[Point labels for objects]
● ● ● ● ●

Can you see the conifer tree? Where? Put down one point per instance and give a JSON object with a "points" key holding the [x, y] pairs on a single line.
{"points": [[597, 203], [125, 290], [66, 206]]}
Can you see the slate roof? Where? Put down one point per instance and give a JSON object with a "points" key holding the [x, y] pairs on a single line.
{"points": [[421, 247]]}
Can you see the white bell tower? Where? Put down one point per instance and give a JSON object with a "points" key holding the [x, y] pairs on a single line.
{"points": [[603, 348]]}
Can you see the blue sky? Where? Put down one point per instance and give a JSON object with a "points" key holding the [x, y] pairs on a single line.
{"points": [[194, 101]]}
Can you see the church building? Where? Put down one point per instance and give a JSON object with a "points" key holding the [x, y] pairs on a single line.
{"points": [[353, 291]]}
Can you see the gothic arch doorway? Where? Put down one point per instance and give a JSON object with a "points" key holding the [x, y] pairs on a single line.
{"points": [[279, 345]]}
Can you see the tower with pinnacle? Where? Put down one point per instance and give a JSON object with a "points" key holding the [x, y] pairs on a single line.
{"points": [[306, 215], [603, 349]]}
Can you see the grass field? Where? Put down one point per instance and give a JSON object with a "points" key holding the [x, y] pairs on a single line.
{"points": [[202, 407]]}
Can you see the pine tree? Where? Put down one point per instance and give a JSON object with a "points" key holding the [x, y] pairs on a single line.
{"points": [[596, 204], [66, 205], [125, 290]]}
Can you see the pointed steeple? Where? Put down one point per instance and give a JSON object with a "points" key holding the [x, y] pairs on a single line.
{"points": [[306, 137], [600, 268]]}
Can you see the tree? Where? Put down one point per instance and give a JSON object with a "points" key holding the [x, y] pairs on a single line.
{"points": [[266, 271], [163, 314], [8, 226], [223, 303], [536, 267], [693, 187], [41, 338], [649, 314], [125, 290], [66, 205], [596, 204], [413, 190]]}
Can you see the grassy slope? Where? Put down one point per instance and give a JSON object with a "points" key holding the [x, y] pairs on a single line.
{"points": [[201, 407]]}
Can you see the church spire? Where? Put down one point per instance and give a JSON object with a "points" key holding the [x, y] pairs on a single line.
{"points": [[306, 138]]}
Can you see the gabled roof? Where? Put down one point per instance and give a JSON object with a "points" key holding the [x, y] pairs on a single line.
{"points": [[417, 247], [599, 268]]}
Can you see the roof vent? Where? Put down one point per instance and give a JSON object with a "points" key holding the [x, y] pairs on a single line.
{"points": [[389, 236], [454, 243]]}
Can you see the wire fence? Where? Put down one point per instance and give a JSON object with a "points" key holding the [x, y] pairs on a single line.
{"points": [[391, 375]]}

● ● ● ● ●

Prompt: Render all of the lines above as a numbered list, omitting any blank lines.

In response:
1. Can you see the conifer tree? Where? Put down one point per instance and give a JSON object with a "points" key holding the [x, y] pairs on a single line.
2. {"points": [[597, 203], [125, 290], [66, 206]]}
3. Can you see the slate roof? Where? Put down one point per instance and give a JSON object with a "points" key holding the [x, y] pairs on a single line.
4. {"points": [[421, 247]]}
5. Can you see the white bell tower? Where? Put down one point per instance and give a JSON object with a "points" key holding the [x, y] pairs on a single line.
6. {"points": [[603, 348]]}
7. Can you see the blue sky? Where? Put down one point per instance and give a JSON object with a "points" key holding the [x, y] pairs on a single line.
8. {"points": [[194, 101]]}
9. Can you see the church building? Where? Put down one point per instance and give a JSON object with a "points" key holding the [x, y] pairs on a single line.
10. {"points": [[353, 291]]}
11. Can you see the gothic arch doorway? Where? Put down one point per instance and give a JSON object with a "points" key holding the [x, y] pairs on a single line.
12. {"points": [[279, 345]]}
13. Can you see the tower with pinnacle? Where? Put down one point per instance and give a JSON object with a "points" key holding the [x, y] pairs on a single line.
14. {"points": [[306, 215], [603, 349]]}
15. Can you see the grass field? Where? Put down one point per instance and give a JSON object with a "points" key holding the [x, y] pairs on a single line.
16. {"points": [[202, 407]]}
17. Can you see the pine tree? Where? Put down one point per instance and give a JSON object with a "points" key holding the [x, y] pairs on a single line.
18. {"points": [[596, 204], [66, 205], [125, 290]]}
19. Can you see the pointed steeple? Where? Put down one point per instance and give a JSON object with a "points" key holding the [x, y] pairs on a single line.
20. {"points": [[306, 137], [600, 268]]}
21. Can you see the tree? Where? Put down one point per instance and give a JSON object with a "points" key holding the [x, y] pairs on a single line.
22. {"points": [[266, 271], [163, 314], [8, 226], [223, 303], [536, 267], [693, 187], [41, 338], [649, 314], [125, 290], [66, 205], [596, 204], [413, 190]]}
23. Can you see the grassy slope? Where? Put down one point per instance and give a JSON object with a "points" key holding the [x, y] pairs on a single line.
24. {"points": [[201, 407]]}
25. Can you see the church spire? Where? Put down one point per instance and give a JSON object with a "points" key holding the [x, y] pairs on a single line.
26. {"points": [[306, 138]]}
27. Can you see the gabled roof? Where? Put down one point per instance and give a JSON object with a "points" key holding the [x, y] pairs on a single line.
28. {"points": [[417, 247], [599, 268]]}
29. Can you see the roof vent? Where? Put down one point per instance and give a JSON object with a "points" key holding the [x, y] pairs on a single line.
30. {"points": [[389, 236], [454, 243]]}
31. Can you see the wire fence? Where? Put down one point per instance and give a JSON object with a "points" key holding the [x, y] pairs on a single line.
32. {"points": [[391, 375]]}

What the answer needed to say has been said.